The exercise: Please transcribe the listing below in full and word for word, without its pictures.

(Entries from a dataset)
=======

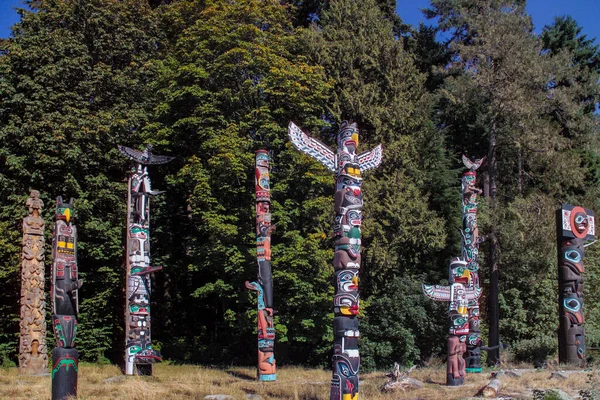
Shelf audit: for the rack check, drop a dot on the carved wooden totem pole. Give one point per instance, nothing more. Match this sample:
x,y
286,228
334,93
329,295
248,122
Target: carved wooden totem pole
x,y
33,357
575,225
264,283
347,166
470,254
459,294
139,354
65,302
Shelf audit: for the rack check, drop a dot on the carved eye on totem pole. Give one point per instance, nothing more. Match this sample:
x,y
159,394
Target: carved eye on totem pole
x,y
348,137
581,222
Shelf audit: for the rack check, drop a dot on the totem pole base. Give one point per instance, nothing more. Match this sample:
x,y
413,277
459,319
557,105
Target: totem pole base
x,y
451,381
143,369
64,373
267,377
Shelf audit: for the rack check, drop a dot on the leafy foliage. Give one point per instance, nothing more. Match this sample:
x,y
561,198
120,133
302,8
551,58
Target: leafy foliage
x,y
211,81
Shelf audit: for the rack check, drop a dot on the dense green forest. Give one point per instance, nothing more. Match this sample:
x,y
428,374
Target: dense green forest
x,y
210,81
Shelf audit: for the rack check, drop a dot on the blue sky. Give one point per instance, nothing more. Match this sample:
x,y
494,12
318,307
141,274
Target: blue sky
x,y
585,12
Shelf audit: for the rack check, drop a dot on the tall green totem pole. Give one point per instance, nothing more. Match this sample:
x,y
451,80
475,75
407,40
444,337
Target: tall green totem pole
x,y
65,299
575,225
470,254
347,166
139,354
264,281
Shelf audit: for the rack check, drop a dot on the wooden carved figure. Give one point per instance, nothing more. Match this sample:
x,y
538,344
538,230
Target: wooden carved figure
x,y
264,283
65,302
139,354
460,294
33,357
347,165
574,226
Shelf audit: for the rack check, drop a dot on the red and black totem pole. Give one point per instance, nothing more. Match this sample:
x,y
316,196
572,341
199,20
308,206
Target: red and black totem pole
x,y
470,254
64,297
347,166
139,354
264,283
459,294
574,226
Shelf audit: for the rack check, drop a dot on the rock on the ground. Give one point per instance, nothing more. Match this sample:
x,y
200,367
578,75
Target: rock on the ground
x,y
556,394
559,375
513,373
114,379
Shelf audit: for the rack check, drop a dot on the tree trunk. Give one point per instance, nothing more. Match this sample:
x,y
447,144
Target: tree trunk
x,y
494,252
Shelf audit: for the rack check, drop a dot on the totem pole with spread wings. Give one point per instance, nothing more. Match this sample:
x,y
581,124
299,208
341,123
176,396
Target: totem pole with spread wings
x,y
139,354
347,166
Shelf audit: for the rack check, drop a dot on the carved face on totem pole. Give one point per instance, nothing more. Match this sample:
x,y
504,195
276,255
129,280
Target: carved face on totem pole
x,y
64,210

=======

Result of the task:
Shelf audit: for the rack check, drop a dot on the carved wooden totem pole. Give one point per instance, nothing more. Match this sample:
x,y
286,228
334,93
329,295
248,122
Target: carved wooden totem pole
x,y
33,357
575,225
264,283
347,166
470,254
459,294
139,354
65,302
Shelf audit: for the rack check, drop a dot on the carved eye on totem pole. Give one point per instance, nothing more. Match this sample:
x,y
159,394
Target: carved eye on totem pole
x,y
348,137
581,222
Shelf audit: for the rack check, drop a dot on the totem pole base. Give one point per instance, nothing more. Match this sample:
x,y
413,277
459,319
557,105
Target: totem pole base
x,y
451,381
143,369
64,373
267,377
Shelf audit: for the rack check, drop a dot on the leafy foliage. Give one point per instance, nothing more. Match this sample:
x,y
561,198
120,133
302,8
551,58
Target: leafy foliage
x,y
211,81
Shelf audit: for the rack check, drop a dot on the dense green forest. Give one point per instance, nothing more. Match this sample:
x,y
428,374
Target: dense green forest
x,y
210,81
Shelf audit: for the rack check, drop a dot on the blue sky. Give one point per instance, nothing more. Match this sample:
x,y
494,12
318,307
141,274
Target: blue sky
x,y
585,12
Shelf audit: for the rack check, drop a dot on the tall green totem pole. Give one point per instance, nothing more. Match this sample:
x,y
451,80
475,75
407,40
444,337
Target: tall green totem pole
x,y
65,299
575,225
470,254
347,166
139,354
264,281
Shelf audit: for the rack check, drop a dot on the wooden carved figure. Give one point per instance, nothing more. Match this sample:
x,y
538,344
538,230
Target: wooden carved figure
x,y
264,283
65,302
139,354
460,294
33,357
347,165
574,226
Shelf audit: for the rack check, drop a dot on the red and black totem pole. Give one point per instance, nothing more. Match this sample:
x,y
316,196
572,341
199,20
308,206
Target: red and black totem pole
x,y
470,254
64,297
347,166
139,354
264,283
459,294
574,226
Shelf audit: for the rack check, drop a dot on the rock on the ground. Give one point per instance, nothing more. Match this sample:
x,y
200,367
578,75
Target: rock on the ground
x,y
556,394
559,375
513,373
114,379
Shelf audit: for the rack check, drop a dot on the tree trunk. Give one point per instance, nothing more. Match this sample:
x,y
447,144
Target: tree trunk
x,y
494,252
Shelf audit: for the rack check, drop a dot on the totem pole with spread wings. Give one point per instance, nothing more. Match this sample:
x,y
581,124
299,208
341,123
176,396
Target: totem pole with spread wings
x,y
139,354
347,166
Shelf audit: for the rack check, drop a dot on the carved face on totem pole. Give one point per instance, nothing more. Match this sample:
x,y
504,195
276,255
129,280
Target: carved face on totem pole
x,y
64,210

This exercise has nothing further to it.